▸ Requirement 1:
Reproduce word for word the stretch of the stock purchase agreement from "COMMON STOCK PURCHASE" through "and conditions hereof.".
▸ Requirement 2:
According to the stock purchase agreement, what is the aggregate purchase price for the shares?
▸ Requirement 3:
List every term that the stock purchase agreement defines by placing it in quotation marks.

▸ Reading passage:
------------------------------------------------------------

COMMON STOCK PURCHASE AGREEMENT
Exhibit 10.1
AGREEMENT entered into as of
the 8th day of
July, 2010, by and between Pantheon China Acquisition Corp. II, a Cayman Island
corporation with an address at 10-102 #9 Jianwai Ave., Beijing, China (the
“Company”) and the purchasers listed on Schedule I annexed
hereto (each a “Purchaser” and collectively the “Purchasers”).
WHEREAS,
the Purchasers desire to purchase, and the Company desires to sell, an aggregate
of 1,679,999 shares (the “Shares”) of the Company’s common stock, par value
$0.0001 per share (the “Common Stock”), allocated among the Purchasers as set
forth on Schedule
I annexed hereto, and upon the terms and conditions hereof.
NOW,
THEREFORE, in consideration of the premises and the mutual agreements herein
contained, the Purchaser and the Company hereby agree as follows:
SECTION
1: SALE OF THE SHARES
1.1 Sale of the
Shares. Subject to the terms and conditions hereof, the
Company will sell and deliver to the Purchaser and the Purchasers will purchase
from the Company, upon the execution and delivery hereof, an aggregate of
1,679,999 shares of Common Stock for an aggregate purchase price of $15,000 (the
“Purchase Price”). The allocation of the Shares and the Purchase
among the Purchasers shall be as set forth on Schedule I annexed
hereto.
SECTION
2: CLOSING DATE; DELIVERY
2.1 Closing
Date. The closing of the purchase and sale of the Shares
hereunder (the “Closing”) shall be held immediately following the execution and
delivery of this Agreement.
2.2 Delivery at Closing.
At the Closing, or promptly thereafter, the Company will deliver to each
Purchaser a stock certificate registered in each such Purchaser’s name,
representing the number of Shares to be purchased by such Purchaser hereunder,
against payment of the purchase price therefore as indicated on Schedule I annexed
hereto.

------------------------------------------------------------

▸ Provided information:

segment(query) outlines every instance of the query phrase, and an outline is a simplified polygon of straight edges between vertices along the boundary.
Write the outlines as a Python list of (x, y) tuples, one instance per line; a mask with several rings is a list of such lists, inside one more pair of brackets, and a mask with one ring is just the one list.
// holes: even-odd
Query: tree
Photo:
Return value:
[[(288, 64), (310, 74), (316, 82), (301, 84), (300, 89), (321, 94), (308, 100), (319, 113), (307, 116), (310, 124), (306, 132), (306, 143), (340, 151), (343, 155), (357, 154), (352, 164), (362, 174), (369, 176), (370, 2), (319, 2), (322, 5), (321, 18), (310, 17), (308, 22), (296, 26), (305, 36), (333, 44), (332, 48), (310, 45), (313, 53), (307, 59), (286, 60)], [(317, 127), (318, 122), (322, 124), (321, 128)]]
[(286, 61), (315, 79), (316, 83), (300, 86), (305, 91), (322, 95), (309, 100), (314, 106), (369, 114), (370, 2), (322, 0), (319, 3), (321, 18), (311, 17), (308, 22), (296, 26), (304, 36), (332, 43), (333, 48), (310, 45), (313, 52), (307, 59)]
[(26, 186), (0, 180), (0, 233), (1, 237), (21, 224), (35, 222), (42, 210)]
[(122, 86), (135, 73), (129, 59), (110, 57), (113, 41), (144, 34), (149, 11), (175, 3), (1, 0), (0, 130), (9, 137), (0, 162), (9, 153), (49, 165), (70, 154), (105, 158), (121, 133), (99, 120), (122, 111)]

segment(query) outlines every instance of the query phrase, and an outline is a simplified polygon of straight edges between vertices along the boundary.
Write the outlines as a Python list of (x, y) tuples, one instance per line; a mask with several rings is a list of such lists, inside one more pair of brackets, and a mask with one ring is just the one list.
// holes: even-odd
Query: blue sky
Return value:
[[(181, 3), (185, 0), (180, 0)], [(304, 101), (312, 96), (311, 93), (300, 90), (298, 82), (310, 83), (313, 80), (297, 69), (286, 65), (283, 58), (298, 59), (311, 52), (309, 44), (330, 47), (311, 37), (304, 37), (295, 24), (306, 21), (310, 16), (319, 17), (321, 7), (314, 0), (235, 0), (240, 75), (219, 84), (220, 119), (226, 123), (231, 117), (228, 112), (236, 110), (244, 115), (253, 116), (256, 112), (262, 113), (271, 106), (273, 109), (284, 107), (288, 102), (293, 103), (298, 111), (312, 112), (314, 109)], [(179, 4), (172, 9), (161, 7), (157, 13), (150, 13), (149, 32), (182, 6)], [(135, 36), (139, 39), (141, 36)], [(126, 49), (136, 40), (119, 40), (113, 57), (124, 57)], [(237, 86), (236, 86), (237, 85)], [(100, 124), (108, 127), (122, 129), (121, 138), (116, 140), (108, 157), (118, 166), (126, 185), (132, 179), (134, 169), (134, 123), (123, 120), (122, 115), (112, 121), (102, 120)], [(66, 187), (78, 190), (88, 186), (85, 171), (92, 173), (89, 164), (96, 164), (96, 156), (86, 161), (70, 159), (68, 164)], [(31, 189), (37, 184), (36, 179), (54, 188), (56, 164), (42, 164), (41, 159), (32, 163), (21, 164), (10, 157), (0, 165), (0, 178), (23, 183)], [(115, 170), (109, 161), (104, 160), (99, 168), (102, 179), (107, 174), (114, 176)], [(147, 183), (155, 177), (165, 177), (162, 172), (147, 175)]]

------------------------------------------------------------

▸ Output 1:
COMMON STOCK PURCHASE AGREEMENT
Exhibit 10.1
AGREEMENT entered into as of
the 8th day of
July, 2010, by and between Pantheon China Acquisition Corp. II, a Cayman Island
corporation with an address at 10-102 #9 Jianwai Ave., Beijing, China (the
“Company”) and the purchasers listed on Schedule I annexed
hereto (each a “Purchaser” and collectively the “Purchasers”).
WHEREAS,
the Purchasers desire to purchase, and the Company desires to sell, an aggregate
of 1,679,999 shares (the “Shares”) of the Company’s common stock, par value
$0.0001 per share (the “Common Stock”), allocated among the Purchasers as set
forth on Schedule
I annexed hereto, and upon the terms and conditions hereof.

▸ Output 2:
$15,000

▸ Output 3:
Company, Purchaser, Purchasers, Shares, Common Stock, Purchase Price, Closing